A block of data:
::::::::::

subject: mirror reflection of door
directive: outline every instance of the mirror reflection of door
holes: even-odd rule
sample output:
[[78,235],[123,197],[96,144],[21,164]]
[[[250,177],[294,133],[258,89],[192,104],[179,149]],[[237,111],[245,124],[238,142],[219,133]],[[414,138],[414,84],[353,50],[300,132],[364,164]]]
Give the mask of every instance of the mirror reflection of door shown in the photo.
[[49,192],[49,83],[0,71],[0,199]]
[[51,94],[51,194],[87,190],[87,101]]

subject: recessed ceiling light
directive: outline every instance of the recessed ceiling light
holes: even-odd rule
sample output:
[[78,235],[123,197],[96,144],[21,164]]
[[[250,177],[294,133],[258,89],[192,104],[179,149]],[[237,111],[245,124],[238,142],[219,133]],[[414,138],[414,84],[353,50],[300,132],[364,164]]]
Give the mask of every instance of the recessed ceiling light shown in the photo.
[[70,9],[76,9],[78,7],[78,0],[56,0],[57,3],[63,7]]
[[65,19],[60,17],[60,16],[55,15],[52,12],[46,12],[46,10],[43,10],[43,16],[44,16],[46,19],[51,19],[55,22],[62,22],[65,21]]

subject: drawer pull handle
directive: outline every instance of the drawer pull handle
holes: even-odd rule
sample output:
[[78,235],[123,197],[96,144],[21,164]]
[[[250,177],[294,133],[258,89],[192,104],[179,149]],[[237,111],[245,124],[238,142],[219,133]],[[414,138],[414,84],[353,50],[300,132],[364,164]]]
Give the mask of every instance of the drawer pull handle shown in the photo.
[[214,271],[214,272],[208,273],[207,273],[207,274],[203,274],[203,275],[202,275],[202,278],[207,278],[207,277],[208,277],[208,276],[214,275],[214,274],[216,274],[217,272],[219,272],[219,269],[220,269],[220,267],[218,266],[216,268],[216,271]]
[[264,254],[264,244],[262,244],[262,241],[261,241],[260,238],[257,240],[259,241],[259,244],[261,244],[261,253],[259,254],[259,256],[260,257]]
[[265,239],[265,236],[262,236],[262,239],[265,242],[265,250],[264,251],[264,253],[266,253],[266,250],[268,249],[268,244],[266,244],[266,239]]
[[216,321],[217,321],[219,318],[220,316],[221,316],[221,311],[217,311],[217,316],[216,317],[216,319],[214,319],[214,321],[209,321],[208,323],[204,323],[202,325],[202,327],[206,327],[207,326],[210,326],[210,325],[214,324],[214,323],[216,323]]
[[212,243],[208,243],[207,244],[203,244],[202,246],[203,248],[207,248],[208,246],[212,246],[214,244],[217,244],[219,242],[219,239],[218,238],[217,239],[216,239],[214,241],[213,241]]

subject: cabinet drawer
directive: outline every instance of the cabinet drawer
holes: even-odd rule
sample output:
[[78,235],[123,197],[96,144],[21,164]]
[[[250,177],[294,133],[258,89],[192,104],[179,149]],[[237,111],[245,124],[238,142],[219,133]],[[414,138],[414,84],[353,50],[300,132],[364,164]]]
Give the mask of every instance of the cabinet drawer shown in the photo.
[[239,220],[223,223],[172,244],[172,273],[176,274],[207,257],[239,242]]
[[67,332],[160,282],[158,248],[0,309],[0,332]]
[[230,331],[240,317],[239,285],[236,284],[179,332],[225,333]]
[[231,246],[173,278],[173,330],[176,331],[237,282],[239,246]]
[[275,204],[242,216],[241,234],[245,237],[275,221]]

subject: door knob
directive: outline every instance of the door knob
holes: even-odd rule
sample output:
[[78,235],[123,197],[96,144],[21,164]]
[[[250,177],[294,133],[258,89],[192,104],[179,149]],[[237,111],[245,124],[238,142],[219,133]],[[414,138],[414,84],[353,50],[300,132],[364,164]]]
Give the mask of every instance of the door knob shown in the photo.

::::::::::

Repeat, word for word, every line from the line that contains "subject: cabinet drawer" to the end of the entries; include both of those lines and no others.

» ANSWER:
subject: cabinet drawer
directive: outline every instance of the cabinet drawer
holes: even-odd rule
sample output:
[[78,235],[123,197],[96,144],[21,164]]
[[[250,177],[294,133],[258,89],[192,104],[179,149]],[[237,111],[245,124],[238,142],[219,133]],[[414,138],[414,84],[353,50],[300,132],[364,164]]]
Give the mask of every instance of the cabinet drawer shown in the photo.
[[239,220],[223,223],[172,244],[172,273],[176,274],[207,257],[239,242]]
[[67,332],[160,282],[158,248],[0,309],[0,332]]
[[230,331],[240,317],[239,285],[236,284],[179,332],[225,333]]
[[231,246],[173,278],[173,330],[176,331],[237,282],[239,246]]
[[275,204],[242,216],[241,234],[245,237],[275,221]]

subject: door knob
directive: outline every instance of the door knob
holes: even-odd rule
sample output:
[[78,235],[123,197],[96,144],[21,164]]
[[[250,177],[294,133],[258,89],[192,104],[179,149]],[[237,111],[245,124],[238,142],[219,133]],[[414,138],[414,84],[353,50],[300,132],[364,164]]]
Give the mask of every instance of the door knob shown in the photo.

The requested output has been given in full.